• **TASK DETAILS**: Write out the data that follows. Keep every character unchanged.

Excerpts from a dataset
----
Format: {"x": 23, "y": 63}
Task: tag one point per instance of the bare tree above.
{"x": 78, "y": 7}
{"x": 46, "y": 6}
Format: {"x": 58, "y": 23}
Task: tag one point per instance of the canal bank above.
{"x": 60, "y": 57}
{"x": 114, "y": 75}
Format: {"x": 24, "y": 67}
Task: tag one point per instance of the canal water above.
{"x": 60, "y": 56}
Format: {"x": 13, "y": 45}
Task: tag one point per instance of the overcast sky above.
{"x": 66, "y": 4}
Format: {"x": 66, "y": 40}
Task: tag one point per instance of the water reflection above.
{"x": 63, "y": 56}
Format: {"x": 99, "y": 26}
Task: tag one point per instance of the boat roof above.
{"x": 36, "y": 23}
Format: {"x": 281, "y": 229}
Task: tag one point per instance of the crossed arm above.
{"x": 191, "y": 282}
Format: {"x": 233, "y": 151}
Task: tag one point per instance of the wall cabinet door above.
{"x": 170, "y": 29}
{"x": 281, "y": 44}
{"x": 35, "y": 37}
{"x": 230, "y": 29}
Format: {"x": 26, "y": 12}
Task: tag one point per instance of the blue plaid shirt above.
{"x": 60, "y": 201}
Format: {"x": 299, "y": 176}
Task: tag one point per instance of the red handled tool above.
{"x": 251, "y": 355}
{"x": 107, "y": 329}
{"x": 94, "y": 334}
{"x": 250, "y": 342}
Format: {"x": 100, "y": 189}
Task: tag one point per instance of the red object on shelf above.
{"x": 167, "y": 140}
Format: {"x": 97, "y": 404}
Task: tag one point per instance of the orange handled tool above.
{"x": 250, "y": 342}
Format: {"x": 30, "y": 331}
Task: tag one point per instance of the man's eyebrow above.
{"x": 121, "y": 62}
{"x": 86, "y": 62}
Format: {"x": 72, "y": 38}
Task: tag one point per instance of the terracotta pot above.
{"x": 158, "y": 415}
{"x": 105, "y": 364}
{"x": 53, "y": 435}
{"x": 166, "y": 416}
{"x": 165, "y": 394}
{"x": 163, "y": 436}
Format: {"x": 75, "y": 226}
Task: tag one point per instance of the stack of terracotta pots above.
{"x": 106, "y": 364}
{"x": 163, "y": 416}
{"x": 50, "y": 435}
----
• **ANSWER TO THIS TASK**:
Format: {"x": 23, "y": 63}
Task: tag one point per instance of the bare tree above.
{"x": 78, "y": 7}
{"x": 46, "y": 6}
Format: {"x": 58, "y": 23}
Task: tag one point per instance of the canal bank above.
{"x": 60, "y": 57}
{"x": 114, "y": 75}
Format: {"x": 24, "y": 67}
Task: tag one point per instance of the canal water above.
{"x": 60, "y": 56}
Format: {"x": 13, "y": 45}
Task: tag one point per instance of the overcast sky above.
{"x": 66, "y": 4}
Format: {"x": 66, "y": 40}
Task: tag one point per instance of the water reflection above.
{"x": 63, "y": 56}
Format: {"x": 99, "y": 26}
Task: tag one point per instance of the boat roof above.
{"x": 36, "y": 23}
Format: {"x": 281, "y": 229}
Task: tag one point per instance of the crossed arm above.
{"x": 191, "y": 282}
Format: {"x": 233, "y": 151}
Task: tag one point per instance of the wall cabinet door above.
{"x": 170, "y": 29}
{"x": 281, "y": 44}
{"x": 35, "y": 37}
{"x": 230, "y": 29}
Format: {"x": 26, "y": 12}
Task: tag one point per instance of the blue plaid shirt above.
{"x": 60, "y": 201}
Format: {"x": 299, "y": 176}
Task: tag one point per instance of the red handled tool above.
{"x": 251, "y": 355}
{"x": 107, "y": 329}
{"x": 94, "y": 334}
{"x": 250, "y": 342}
Format: {"x": 100, "y": 189}
Task: tag one point per instance of the red object on shelf above.
{"x": 167, "y": 140}
Format: {"x": 97, "y": 404}
Task: tag one point per instance of the orange handled tool above.
{"x": 250, "y": 342}
Format: {"x": 30, "y": 331}
Task: tag one point per instance of the man's eyebrow above.
{"x": 121, "y": 62}
{"x": 86, "y": 62}
Format: {"x": 72, "y": 38}
Task: tag one point per instance of the terracotta pot above.
{"x": 158, "y": 415}
{"x": 105, "y": 364}
{"x": 53, "y": 435}
{"x": 166, "y": 416}
{"x": 165, "y": 394}
{"x": 163, "y": 436}
Format: {"x": 75, "y": 226}
Task: tag one point per instance of the stack of terracotta pots above.
{"x": 106, "y": 364}
{"x": 163, "y": 416}
{"x": 50, "y": 435}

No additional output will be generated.